What is being asked: Give only the number of lines in the items below that contain the word "church".

Input data:
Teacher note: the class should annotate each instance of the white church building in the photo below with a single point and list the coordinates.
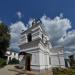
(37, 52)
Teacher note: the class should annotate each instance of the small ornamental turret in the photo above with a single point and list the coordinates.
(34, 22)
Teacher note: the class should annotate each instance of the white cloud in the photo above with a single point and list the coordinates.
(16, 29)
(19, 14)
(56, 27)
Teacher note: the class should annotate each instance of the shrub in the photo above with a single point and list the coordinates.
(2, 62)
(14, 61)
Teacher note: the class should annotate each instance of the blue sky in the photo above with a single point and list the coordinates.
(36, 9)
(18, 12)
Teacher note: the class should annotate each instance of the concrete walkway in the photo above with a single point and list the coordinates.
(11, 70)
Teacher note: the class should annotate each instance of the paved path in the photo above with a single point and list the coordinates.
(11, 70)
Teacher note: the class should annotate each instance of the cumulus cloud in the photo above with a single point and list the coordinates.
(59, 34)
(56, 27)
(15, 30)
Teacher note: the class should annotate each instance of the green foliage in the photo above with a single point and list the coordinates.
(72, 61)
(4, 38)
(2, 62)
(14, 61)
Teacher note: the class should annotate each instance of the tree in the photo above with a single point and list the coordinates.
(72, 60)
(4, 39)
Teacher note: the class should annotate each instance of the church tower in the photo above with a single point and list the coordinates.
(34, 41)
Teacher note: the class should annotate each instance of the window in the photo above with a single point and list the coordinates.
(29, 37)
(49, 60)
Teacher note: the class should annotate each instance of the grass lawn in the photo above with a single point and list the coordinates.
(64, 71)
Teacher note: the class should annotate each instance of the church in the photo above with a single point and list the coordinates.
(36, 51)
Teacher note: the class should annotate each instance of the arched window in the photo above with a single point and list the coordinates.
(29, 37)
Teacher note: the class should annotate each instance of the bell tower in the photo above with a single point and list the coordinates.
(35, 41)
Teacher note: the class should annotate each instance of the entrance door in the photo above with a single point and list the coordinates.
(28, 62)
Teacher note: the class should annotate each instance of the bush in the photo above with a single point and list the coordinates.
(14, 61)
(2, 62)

...

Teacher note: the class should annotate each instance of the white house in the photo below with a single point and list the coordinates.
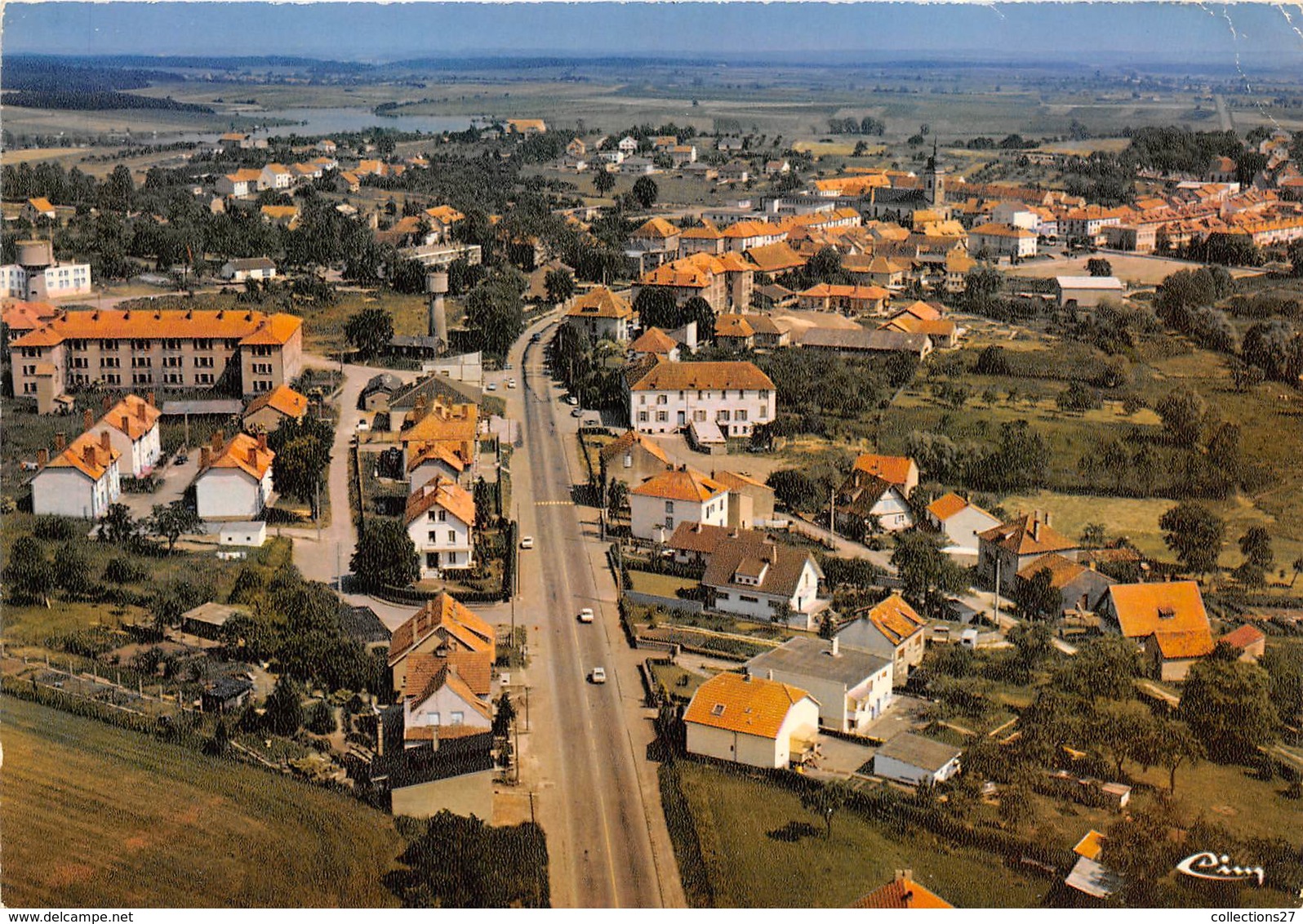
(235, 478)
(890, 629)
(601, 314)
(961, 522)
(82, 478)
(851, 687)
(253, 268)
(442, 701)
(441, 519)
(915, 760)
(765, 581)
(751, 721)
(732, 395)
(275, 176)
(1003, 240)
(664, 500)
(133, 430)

Finished exercise: 3